When my three children were tiny, eating together was excruciating – first because they would eat dinner at 5pm and that made me feel like an old age pensioner – but also because nobody had developed the social skills to make dinner interesting, or even tolerable. Food and tantrums were thrown, voices were raised, and every evening was tense.

Now, my kids finally have the skills to sit at the table and hold a conversation. But when I’d ask them about their days, all I got were grunts, eye rolls, and a request to pass the tomato sauce (MUST it go on absolutely everything?).

No I don’t serve my kids every night haha

That was until I came up with a conversation starter that gets everyone thinking, and talking. I started asking my kids, “What was your play of the day?”

In other words, what is the best thing that happened to you today? But we call it “play of the day” because rhyming makes everything fun.

Then the person who has answered the question gets to ask someone else, and so it goes around the table until everyone has shared something about their day that made them happy.

DATASET
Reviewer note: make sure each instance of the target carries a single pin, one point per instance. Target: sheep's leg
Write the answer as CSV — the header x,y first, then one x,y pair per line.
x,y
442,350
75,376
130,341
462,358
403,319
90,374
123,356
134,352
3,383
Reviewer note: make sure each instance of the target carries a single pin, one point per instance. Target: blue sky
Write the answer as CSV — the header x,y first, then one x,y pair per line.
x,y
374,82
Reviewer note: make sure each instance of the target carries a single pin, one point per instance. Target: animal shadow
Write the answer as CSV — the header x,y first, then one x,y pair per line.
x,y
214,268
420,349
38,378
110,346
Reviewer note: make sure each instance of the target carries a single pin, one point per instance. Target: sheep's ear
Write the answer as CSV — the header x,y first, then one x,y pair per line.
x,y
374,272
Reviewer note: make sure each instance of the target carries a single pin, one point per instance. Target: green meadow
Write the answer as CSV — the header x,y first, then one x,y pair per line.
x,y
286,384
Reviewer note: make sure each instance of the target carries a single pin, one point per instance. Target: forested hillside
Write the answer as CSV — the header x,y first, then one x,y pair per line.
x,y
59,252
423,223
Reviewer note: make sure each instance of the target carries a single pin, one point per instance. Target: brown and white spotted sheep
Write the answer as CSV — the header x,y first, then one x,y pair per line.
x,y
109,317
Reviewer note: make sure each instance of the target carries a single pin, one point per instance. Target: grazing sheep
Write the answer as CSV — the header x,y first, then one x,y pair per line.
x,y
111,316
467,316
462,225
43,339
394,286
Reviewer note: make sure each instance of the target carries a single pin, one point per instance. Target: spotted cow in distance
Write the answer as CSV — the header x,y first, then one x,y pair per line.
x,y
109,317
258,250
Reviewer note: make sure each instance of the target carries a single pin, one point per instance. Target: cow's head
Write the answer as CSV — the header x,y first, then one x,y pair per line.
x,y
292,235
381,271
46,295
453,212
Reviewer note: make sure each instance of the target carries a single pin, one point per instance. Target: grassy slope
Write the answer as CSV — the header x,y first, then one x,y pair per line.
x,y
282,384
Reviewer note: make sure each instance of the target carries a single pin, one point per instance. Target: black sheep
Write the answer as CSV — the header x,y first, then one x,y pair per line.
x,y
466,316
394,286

EXERCISE TASKS
• A. Transcribe the family dinner piece starting with "Then the person" and going on through "made them happy.".
• B. Write the next part of the family dinner piece, picking up after its final sentence.
The listing has no connection to the family dinner piece.

RESPONSES BY TASK
• A.
Then the person who has answered the question gets to ask someone else, and so it goes around the table until everyone has shared something about their day that made them happy.

• B.
It’s always a race to see who will ask the question first, when we sit down.

Often there are stories attached to the play of the day, but sometimes it’s just a short answer. Either way is fine. But before we know it we’re halfway through dinner and we’ve spent all that time focusing on wonderful things that have happened – all the while practising our story-telling and listening skills.

It has transformed our dinner time into a positive, feel-good event that everyone leaves feeling cheerful. I plan to keep asking my children for their play of the day at every dinner we share – and hopefully, one day, my children’s children too.

Do you eat dinner together as a family? What do you talk about?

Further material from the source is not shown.